----- Tekstfragment
Jalan Raya Pos – de Grote Postweg

Op welke manier speelt het koloniale verleden nog een rol in het moderne Indonesië? Als ik sommige mensen in Nederland moet geloven dan is dat verleden al lang en breed vergeten en speelt dat koloniale verleden totaal geen rol meer. Maar is dat ook echt zo?

Om antwoorden op deze vraag te vinden ben ik over de alleroudste koloniale weg op Java gaan fietsen; over de Jalan Raya Pos of de Grote Postweg. Aangelegd door voormalig gouverneur-generaal Daendels in 1808. Deze weg is beroemd in Indonesië. En niet vanwege de prestatie van Daendels om de 1100 km lange weg in slechts 1,5 jaar aan te leggen, maar vanwege de vele duizenden inheemse dwangarbeiders die bij de aanleg omgekomen zijn. Daendels schuwde werkelijk geen middel om de lokale bevolking hard voor hem te laten werken.
----------
**Opdracht 1**
Vat de tekst over de Grote Postweg samen in twee zinnen.
De tekst en de records hebben niets met elkaar te maken.
----- Records bij oefening
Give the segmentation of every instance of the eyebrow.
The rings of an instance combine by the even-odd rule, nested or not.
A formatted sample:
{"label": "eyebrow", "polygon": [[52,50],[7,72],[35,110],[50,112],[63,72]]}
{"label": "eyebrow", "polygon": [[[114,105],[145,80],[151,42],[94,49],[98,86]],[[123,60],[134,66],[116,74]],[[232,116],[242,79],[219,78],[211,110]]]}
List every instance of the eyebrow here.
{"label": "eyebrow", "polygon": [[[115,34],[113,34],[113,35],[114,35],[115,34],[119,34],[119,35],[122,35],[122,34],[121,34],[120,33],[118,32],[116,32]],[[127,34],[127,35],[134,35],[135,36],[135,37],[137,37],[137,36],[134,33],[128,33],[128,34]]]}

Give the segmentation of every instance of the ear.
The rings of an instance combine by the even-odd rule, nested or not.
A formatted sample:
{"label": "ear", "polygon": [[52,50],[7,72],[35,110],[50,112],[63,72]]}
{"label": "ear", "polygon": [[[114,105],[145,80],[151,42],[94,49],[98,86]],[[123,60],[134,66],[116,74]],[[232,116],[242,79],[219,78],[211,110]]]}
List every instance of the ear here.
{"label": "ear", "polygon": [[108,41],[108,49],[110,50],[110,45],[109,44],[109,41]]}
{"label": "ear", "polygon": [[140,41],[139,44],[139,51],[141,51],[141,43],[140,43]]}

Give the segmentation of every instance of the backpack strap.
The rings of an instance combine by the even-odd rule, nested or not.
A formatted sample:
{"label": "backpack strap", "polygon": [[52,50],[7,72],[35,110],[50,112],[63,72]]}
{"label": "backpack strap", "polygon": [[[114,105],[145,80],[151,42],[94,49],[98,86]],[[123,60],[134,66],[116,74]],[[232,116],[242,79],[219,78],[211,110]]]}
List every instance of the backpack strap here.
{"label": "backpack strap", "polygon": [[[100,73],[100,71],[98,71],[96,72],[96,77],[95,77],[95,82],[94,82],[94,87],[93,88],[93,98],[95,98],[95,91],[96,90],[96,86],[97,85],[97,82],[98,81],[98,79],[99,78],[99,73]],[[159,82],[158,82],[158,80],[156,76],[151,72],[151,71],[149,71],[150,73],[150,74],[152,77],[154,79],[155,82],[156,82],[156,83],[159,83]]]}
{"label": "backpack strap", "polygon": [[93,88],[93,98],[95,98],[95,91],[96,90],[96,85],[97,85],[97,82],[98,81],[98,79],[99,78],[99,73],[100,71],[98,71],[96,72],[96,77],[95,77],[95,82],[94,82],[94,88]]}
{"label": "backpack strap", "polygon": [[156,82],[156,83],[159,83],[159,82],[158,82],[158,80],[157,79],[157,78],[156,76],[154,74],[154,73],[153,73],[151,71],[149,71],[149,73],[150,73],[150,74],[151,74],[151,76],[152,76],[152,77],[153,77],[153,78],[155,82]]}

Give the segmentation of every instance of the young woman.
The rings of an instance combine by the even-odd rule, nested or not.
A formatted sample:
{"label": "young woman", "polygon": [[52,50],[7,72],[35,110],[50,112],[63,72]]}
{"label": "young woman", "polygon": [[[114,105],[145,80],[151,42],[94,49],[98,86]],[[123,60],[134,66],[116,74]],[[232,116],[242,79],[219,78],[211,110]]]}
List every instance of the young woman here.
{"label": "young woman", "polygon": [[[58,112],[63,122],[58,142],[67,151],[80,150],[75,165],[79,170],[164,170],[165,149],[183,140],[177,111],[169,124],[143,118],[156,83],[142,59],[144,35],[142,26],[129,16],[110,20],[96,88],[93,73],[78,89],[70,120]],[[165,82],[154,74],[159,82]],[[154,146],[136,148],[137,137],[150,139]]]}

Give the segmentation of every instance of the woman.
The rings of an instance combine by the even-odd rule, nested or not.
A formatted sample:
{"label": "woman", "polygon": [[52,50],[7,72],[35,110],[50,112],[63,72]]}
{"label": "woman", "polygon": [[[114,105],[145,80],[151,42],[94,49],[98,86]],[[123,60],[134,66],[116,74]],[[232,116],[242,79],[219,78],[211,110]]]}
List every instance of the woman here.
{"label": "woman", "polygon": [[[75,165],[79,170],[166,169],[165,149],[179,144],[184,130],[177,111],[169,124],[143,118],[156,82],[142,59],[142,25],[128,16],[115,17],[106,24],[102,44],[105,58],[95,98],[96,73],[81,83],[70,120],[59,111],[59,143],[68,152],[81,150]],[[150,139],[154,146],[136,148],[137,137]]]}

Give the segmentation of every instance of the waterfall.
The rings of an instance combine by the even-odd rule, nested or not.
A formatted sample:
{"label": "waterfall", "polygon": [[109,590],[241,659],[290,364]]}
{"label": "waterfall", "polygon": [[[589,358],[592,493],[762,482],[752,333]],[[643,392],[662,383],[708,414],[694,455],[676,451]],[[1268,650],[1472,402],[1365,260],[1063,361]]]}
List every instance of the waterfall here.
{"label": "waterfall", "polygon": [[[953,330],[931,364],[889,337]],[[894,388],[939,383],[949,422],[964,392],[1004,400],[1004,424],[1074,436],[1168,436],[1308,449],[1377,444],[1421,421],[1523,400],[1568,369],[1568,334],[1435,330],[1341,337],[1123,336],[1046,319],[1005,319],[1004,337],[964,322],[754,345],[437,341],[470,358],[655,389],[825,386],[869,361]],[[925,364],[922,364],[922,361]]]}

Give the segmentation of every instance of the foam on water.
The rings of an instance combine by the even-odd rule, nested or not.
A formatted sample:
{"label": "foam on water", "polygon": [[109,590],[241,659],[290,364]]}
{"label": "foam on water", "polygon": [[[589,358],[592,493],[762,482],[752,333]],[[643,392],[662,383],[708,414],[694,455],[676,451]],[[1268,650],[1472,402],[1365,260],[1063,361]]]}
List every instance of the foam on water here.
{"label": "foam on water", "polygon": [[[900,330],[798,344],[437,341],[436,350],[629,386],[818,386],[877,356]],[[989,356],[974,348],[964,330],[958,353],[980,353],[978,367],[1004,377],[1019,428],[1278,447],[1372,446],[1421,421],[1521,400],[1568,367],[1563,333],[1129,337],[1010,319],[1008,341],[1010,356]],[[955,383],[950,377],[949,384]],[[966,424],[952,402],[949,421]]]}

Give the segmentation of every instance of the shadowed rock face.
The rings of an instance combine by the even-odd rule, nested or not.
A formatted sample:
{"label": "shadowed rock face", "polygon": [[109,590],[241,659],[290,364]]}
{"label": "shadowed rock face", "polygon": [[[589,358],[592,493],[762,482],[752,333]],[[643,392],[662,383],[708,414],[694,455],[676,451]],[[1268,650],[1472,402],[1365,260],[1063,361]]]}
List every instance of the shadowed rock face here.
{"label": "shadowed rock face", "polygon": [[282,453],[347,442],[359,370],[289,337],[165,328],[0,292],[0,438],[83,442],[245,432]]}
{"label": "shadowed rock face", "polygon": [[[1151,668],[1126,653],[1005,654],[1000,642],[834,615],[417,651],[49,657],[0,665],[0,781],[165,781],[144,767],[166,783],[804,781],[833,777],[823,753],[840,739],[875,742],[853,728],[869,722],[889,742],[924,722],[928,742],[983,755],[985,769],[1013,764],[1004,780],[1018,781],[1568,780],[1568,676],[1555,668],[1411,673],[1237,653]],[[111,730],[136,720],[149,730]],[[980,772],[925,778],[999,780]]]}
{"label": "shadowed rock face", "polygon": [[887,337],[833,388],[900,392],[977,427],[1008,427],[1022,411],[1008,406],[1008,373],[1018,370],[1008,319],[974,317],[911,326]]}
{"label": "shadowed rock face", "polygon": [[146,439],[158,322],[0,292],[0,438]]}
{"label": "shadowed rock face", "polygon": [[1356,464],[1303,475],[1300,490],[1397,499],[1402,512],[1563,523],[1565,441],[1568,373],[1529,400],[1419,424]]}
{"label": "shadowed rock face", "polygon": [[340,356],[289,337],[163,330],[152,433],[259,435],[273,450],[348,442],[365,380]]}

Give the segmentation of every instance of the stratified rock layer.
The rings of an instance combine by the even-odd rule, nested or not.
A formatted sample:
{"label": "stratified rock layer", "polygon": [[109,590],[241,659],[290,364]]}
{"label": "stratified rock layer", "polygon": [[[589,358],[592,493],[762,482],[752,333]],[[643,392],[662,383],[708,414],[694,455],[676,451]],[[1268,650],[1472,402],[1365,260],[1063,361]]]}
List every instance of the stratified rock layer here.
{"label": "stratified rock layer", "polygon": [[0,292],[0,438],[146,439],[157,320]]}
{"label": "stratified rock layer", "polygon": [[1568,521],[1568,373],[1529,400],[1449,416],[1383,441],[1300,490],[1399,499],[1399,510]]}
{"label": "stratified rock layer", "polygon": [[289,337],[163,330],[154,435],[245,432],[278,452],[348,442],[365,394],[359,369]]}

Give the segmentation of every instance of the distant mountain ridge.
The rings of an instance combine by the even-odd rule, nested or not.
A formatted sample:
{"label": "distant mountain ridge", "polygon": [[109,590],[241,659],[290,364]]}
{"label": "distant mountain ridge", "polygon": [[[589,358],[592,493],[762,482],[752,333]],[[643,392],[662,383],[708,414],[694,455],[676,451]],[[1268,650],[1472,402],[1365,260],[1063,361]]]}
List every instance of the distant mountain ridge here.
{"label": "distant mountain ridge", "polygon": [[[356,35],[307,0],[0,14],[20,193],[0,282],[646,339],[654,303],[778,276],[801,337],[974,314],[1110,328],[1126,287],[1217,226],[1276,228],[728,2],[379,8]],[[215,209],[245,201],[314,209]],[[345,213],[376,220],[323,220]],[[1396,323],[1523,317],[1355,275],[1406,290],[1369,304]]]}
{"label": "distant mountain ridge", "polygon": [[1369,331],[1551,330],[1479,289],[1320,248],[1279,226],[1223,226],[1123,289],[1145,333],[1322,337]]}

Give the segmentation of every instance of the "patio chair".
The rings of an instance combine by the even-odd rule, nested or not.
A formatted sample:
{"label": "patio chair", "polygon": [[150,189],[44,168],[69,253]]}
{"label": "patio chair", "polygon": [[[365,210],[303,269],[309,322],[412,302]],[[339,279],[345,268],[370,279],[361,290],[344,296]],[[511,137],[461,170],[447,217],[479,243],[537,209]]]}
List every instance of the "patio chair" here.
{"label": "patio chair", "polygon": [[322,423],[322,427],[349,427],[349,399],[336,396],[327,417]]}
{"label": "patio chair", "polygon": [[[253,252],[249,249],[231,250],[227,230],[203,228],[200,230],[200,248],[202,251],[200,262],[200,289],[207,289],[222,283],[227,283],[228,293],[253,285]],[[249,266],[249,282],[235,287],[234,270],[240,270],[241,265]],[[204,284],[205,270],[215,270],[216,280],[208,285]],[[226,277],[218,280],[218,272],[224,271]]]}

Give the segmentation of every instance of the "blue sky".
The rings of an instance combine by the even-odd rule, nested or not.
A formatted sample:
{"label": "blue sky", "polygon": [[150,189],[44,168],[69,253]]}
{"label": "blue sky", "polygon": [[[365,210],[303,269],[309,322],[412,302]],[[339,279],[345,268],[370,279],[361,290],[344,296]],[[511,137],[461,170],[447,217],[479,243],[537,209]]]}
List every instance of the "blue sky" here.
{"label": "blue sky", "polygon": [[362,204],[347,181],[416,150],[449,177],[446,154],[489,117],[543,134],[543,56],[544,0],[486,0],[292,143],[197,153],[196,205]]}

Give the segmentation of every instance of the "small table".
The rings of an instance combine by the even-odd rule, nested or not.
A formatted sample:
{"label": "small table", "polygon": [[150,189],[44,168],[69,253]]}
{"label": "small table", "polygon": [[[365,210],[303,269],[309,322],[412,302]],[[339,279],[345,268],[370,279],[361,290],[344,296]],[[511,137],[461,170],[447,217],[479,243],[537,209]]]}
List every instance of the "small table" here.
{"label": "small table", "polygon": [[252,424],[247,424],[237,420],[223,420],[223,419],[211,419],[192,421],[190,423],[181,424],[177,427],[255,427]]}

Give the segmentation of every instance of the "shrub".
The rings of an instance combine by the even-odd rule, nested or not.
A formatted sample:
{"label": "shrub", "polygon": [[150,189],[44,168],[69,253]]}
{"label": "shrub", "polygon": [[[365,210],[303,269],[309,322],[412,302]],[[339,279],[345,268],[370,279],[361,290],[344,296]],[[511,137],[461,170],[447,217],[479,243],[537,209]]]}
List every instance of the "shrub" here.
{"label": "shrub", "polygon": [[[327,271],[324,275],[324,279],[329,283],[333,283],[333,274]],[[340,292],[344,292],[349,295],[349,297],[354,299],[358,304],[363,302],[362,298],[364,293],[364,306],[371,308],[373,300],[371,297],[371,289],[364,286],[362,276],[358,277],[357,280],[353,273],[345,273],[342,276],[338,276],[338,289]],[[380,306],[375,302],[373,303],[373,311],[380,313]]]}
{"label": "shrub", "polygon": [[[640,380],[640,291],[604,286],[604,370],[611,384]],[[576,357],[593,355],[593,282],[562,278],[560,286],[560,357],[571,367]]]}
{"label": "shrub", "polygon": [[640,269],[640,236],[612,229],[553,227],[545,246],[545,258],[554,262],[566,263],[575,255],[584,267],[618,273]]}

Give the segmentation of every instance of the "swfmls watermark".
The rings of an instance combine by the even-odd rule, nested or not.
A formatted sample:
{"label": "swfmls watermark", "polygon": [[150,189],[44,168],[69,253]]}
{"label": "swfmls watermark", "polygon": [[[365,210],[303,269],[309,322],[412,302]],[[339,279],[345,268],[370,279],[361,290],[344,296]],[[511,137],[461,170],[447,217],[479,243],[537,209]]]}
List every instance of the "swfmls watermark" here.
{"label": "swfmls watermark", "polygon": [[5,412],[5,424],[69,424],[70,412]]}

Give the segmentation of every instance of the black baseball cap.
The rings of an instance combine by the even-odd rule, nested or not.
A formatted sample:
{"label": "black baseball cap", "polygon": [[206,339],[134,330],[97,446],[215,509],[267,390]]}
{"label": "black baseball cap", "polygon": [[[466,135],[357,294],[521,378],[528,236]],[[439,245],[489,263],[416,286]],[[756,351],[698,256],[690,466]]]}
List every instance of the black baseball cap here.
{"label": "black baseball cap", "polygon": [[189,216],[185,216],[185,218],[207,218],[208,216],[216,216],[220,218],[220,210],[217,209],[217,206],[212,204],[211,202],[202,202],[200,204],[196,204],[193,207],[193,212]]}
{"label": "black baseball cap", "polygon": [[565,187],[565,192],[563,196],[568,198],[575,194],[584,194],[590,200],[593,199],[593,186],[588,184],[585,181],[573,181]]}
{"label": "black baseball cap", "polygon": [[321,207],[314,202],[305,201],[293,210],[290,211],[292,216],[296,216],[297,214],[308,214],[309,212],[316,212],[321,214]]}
----------
**Opdracht 2**
Herschrijf in de records de regels van de regel met "Give the segmentation of every instance of the waterfall." tot en met de regel met "List every instance of the waterfall here.", met "waterfall" vervangen door "cascade" en al het overige ongewijzigd.

**Volledig antwoord 1**
De tekst over de Grote Postweg vraagt of het koloniale verleden nog een rol speelt in het moderne Indonesië, terwijl sommige mensen in Nederland menen dat het al lang vergeten is. Om daar antwoord op te vinden werd er gefietst over de Jalan Raya Pos, de oudste koloniale weg op Java, die in 1808 door Daendels werd aangelegd en in Indonesië beroemd is om de vele duizenden inheemse dwangarbeiders die bij de aanleg omkwamen.

**Volledig antwoord 2**
Give the segmentation of every instance of the cascade.
The rings of an instance combine by the even-odd rule, nested or not.
A formatted sample:
{"label": "cascade", "polygon": [[109,590],[241,659],[290,364]]}
{"label": "cascade", "polygon": [[[589,358],[592,493],[762,482],[752,333]],[[643,392],[662,383],[708,414],[694,455],[676,451]],[[1268,650],[1472,402],[1365,260],[1063,361]]]}
List every instance of the cascade here.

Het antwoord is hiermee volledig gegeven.